[Your instructions] The complete set of records should be given again verbatim.

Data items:
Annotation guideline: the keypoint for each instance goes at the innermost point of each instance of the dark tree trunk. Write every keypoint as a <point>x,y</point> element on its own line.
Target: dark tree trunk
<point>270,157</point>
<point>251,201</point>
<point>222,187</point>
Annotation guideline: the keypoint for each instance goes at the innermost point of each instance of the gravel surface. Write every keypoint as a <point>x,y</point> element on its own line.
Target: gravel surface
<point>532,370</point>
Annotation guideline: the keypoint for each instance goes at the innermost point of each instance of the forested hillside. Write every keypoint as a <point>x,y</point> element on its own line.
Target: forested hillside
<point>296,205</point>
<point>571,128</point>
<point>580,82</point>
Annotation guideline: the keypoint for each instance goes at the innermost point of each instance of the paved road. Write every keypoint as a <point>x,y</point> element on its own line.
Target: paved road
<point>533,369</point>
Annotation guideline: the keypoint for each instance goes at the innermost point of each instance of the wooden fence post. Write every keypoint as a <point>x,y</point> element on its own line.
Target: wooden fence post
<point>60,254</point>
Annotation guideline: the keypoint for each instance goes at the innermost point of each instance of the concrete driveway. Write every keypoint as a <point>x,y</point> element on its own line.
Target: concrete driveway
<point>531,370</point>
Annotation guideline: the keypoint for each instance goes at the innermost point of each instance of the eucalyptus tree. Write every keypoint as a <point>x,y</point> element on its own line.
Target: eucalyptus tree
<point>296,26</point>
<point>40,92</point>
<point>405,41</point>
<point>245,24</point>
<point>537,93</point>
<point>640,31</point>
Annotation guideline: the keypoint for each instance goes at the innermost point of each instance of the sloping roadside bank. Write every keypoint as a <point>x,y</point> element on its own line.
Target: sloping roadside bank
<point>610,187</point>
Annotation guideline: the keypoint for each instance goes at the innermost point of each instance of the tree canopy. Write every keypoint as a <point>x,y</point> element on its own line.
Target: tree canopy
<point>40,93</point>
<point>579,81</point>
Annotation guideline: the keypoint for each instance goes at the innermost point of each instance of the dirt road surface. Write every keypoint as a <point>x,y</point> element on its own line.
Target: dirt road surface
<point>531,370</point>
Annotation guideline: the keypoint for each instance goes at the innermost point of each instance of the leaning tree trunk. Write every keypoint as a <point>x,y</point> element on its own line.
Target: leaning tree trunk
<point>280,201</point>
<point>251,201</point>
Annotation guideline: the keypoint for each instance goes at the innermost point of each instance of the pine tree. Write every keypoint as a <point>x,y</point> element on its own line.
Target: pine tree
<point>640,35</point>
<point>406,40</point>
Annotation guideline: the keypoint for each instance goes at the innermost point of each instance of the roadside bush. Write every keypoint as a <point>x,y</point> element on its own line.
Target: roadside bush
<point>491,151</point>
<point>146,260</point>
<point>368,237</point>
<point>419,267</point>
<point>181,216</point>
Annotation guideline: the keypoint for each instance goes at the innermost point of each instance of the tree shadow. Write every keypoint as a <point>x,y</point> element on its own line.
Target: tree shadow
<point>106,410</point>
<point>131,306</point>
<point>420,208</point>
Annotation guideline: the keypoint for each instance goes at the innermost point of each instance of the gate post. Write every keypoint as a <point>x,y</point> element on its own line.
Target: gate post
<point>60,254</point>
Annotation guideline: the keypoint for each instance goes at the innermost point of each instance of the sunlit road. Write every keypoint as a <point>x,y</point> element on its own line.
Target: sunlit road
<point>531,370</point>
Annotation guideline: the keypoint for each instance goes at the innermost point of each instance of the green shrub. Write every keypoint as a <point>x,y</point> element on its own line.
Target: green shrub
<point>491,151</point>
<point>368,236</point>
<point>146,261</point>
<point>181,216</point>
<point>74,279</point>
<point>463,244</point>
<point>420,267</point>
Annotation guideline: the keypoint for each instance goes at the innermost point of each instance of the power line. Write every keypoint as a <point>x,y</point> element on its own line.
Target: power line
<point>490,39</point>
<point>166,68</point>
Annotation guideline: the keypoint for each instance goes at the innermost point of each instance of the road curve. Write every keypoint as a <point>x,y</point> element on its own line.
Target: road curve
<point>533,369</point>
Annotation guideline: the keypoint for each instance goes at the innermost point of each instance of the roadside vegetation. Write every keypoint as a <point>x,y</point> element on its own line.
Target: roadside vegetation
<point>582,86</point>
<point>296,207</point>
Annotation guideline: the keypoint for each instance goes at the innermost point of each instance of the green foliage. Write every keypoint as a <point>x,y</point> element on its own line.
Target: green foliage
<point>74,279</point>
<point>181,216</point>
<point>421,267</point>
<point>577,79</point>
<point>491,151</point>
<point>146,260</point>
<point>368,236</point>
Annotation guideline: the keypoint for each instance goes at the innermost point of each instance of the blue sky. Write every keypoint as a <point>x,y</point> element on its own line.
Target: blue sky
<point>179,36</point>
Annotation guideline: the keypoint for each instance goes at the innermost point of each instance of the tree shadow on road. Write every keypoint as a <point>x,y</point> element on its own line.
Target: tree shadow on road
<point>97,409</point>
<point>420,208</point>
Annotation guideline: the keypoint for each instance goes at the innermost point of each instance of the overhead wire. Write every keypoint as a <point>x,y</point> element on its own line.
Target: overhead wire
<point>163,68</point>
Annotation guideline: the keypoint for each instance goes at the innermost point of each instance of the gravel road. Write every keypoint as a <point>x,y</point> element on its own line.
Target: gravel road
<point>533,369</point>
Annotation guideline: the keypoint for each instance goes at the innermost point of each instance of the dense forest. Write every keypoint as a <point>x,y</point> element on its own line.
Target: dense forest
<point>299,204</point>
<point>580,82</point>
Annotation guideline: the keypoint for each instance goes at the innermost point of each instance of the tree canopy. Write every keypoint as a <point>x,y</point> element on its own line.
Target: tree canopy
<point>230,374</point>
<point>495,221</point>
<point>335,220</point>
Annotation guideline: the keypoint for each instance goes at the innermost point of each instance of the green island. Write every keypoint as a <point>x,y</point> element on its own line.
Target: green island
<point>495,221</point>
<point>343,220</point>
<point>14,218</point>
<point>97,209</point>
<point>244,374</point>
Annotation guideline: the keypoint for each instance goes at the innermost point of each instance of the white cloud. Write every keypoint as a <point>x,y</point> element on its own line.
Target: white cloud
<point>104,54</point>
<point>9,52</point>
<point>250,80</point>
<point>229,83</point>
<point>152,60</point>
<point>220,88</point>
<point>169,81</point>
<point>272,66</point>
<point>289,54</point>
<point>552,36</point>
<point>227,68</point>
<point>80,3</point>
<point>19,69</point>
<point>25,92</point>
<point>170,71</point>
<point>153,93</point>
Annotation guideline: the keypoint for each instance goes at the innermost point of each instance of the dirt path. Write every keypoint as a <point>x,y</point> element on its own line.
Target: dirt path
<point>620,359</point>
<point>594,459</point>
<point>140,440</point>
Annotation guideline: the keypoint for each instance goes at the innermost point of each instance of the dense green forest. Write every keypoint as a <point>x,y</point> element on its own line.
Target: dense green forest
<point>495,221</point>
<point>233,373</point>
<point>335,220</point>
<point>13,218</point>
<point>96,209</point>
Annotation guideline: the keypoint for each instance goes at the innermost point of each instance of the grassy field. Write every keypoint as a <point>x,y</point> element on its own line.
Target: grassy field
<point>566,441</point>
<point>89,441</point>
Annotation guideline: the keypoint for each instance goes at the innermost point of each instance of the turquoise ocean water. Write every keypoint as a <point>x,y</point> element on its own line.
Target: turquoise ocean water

[Response for this exercise]
Annotation guideline: the keypoint for each instance goes at the innermost point of each instance of the dark tree trunk. Write every keypoint as a <point>x,y</point> element on its own line.
Target: dark tree trunk
<point>270,157</point>
<point>251,201</point>
<point>222,187</point>
Annotation guideline: the keypoint for each instance goes at the innermost point of each instance of the gravel surface. Write every keypoint as a <point>x,y</point> element on its own line.
Target: gravel surface
<point>532,370</point>
Annotation guideline: the keypoint for each instance goes at the innermost point of each instance of the forested hillside. Write every keypoint as a <point>x,y</point> element on its own line.
Target: forested hillside
<point>296,205</point>
<point>571,128</point>
<point>580,82</point>
Annotation guideline: the keypoint for each instance goes at the innermost point of each instance of the paved road. Write every keypoint as a <point>x,y</point> element on its own line.
Target: paved road
<point>533,369</point>
Annotation guideline: the keypoint for each instance goes at the innermost point of each instance of the wooden fence post. Write every keypoint as a <point>x,y</point> element on its own line.
Target: wooden fence post
<point>60,254</point>
Annotation guideline: the keypoint for each instance goes at the innermost point of each instance of the concrete driveway. Write every keypoint as a <point>x,y</point> element on its own line.
Target: concrete driveway
<point>531,370</point>
Annotation guideline: the keypoint for each instance goes at the innermost point of each instance of the eucalyptus tree. Write every keypoint as a <point>x,y</point> element on its own line.
Target: eucalyptus tree
<point>296,26</point>
<point>40,92</point>
<point>405,41</point>
<point>245,24</point>
<point>537,93</point>
<point>640,31</point>
Annotation guideline: the keypoint for each instance goes at the innermost point of each instance of the sloping roadside bank. Write every keypoint as a <point>x,y</point> element on its own line.
Target: sloping roadside bank
<point>610,187</point>
Annotation guideline: the keypoint for each instance goes at the innermost point of each instance of the tree canopy. Write every keypoint as a <point>x,y</point> element on its own line.
Target: tree canopy
<point>40,93</point>
<point>579,81</point>
Annotation guideline: the keypoint for each instance goes at the innermost point of each instance of the dirt road surface. Write every keypoint as a <point>x,y</point> element on its own line.
Target: dirt road surface
<point>531,370</point>
Annotation guideline: the keypoint for each instance goes at the innermost point of each instance of the leaning tree trunk. Write every keypoint as a <point>x,y</point> element on its own line.
Target: leaning tree trunk
<point>280,201</point>
<point>251,201</point>
Annotation guideline: the keypoint for each instance goes at the innermost point of each instance of the pine tree. Write every keypoint as a <point>x,y</point> element on its own line.
Target: pine tree
<point>640,35</point>
<point>406,40</point>
Annotation guideline: the keypoint for each instance goes at the innermost point of each instance of the roadside bush. Write every keypoint as a <point>x,y</point> element on its own line.
Target: roadside bush
<point>491,151</point>
<point>146,260</point>
<point>368,237</point>
<point>419,267</point>
<point>181,216</point>
Annotation guideline: the keypoint for each instance goes at the innermost point of each instance of the tree shadow. Write every keypoint as a <point>x,y</point> element on its own line.
Target: tree shadow
<point>106,410</point>
<point>131,306</point>
<point>420,208</point>
Annotation guideline: the keypoint for each instance goes at the innermost point of each instance of the gate post. Write every keypoint as a <point>x,y</point> element on its own line.
Target: gate post
<point>60,254</point>
Annotation guideline: the keypoint for each instance goes at the innermost point of each instance of the sunlit road. Write every keypoint as a <point>x,y</point> element on its own line.
Target: sunlit road
<point>531,370</point>
Annotation guideline: the keypoint for each instance goes at the innermost point of each instance of the green shrub. Write every keypoint as a <point>x,y</point> element on its own line.
Target: green shrub
<point>491,151</point>
<point>368,236</point>
<point>146,261</point>
<point>181,216</point>
<point>74,279</point>
<point>463,244</point>
<point>420,267</point>
Annotation guideline: the keypoint for each instance goes at the innermost point of each instance of the power line. Write every keypoint as a <point>x,y</point> element on its own line.
Target: power line
<point>490,39</point>
<point>166,68</point>
Annotation guideline: the keypoint for each instance goes at the innermost point of each instance of the road curve. Write every keypoint as a <point>x,y</point> element on its own line.
Target: road curve
<point>533,369</point>
Annotation guideline: the keypoint for each instance goes at the innermost point of each instance of the roadside vegetation. Write every keypoint as a <point>x,y</point> element on its own line.
Target: roadside vegetation
<point>582,86</point>
<point>296,207</point>
Annotation guideline: the keypoint for each instance goes at the innermost point of each instance of the green foliage. Write every keypoint as a <point>x,y</point> element on its own line.
Target: green foliage
<point>74,279</point>
<point>181,216</point>
<point>421,267</point>
<point>577,79</point>
<point>491,151</point>
<point>146,260</point>
<point>368,236</point>
Annotation guideline: the keypoint for each instance goes at the innermost point of each instance of the blue sky. Write every keypoint as a <point>x,y</point> element on its own line.
Target: blue sky
<point>179,36</point>
Annotation guideline: the keypoint for each instance goes at the innermost point of each instance of the tree shadow on road. Write every keypoint as a <point>x,y</point> element on its own line.
Target: tree shadow on road
<point>97,409</point>
<point>420,208</point>
Annotation guideline: the keypoint for each instance goes at the innermost point of each instance of the overhead wire. Write every keypoint as a <point>x,y</point> element on its own line.
Target: overhead wire
<point>163,68</point>
Annotation guideline: the keypoint for each instance goes at the innermost point of each instance of the gravel road. Write every keypoint as a <point>x,y</point> element on its own line.
Target: gravel road
<point>533,369</point>
Annotation guideline: the keypoint for each instance goes at the innermost point of each instance of the dense forest. Write every keypoint as a <point>x,y</point> element on its own line.
Target: dense forest
<point>299,204</point>
<point>580,82</point>
Annotation guideline: the keypoint for each instance goes at the innermost point of each instance of the tree canopy. Write every keypoint as a <point>x,y</point> element on its own line.
Target: tree canopy
<point>230,374</point>
<point>495,221</point>
<point>335,220</point>
Annotation guideline: the keypoint for each instance goes at the innermost point of each instance of the green island. Write every keypoint as a <point>x,y</point> element on its own line.
Target: green island
<point>495,221</point>
<point>343,220</point>
<point>14,218</point>
<point>97,209</point>
<point>244,374</point>
Annotation guideline: the keypoint for each instance goes at the innermost point of each instance of the white cloud. Write every keypoint as a <point>x,y</point> element on its own line.
Target: white cloud
<point>104,54</point>
<point>9,52</point>
<point>250,80</point>
<point>229,83</point>
<point>152,60</point>
<point>220,88</point>
<point>169,81</point>
<point>272,66</point>
<point>289,54</point>
<point>552,36</point>
<point>227,68</point>
<point>80,3</point>
<point>19,69</point>
<point>25,92</point>
<point>170,71</point>
<point>153,93</point>
Annotation guideline: the keypoint for each instance goes at the innermost point of each instance of the dirt path. Write every keypoint as a <point>x,y</point> element on its own line.
Target: dirt path
<point>620,359</point>
<point>594,459</point>
<point>140,440</point>
Annotation guideline: the keypoint for each instance goes at the innermost point of each instance of the dense green forest. Write every keypoint as a <point>x,y</point> element on its own line.
Target: dense green forest
<point>495,221</point>
<point>233,373</point>
<point>335,220</point>
<point>13,218</point>
<point>96,209</point>
Annotation guideline: the keypoint for each instance goes at the innermost point of each instance of the grassy field. Write every keypoint as a <point>x,y</point> element on its own line.
Target: grassy field
<point>566,441</point>
<point>89,441</point>
Annotation guideline: the keypoint for each instance goes at the innermost point of each instance of the turquoise ocean water. Write every keypoint as a <point>x,y</point> element on its own line.
Target: turquoise ocean water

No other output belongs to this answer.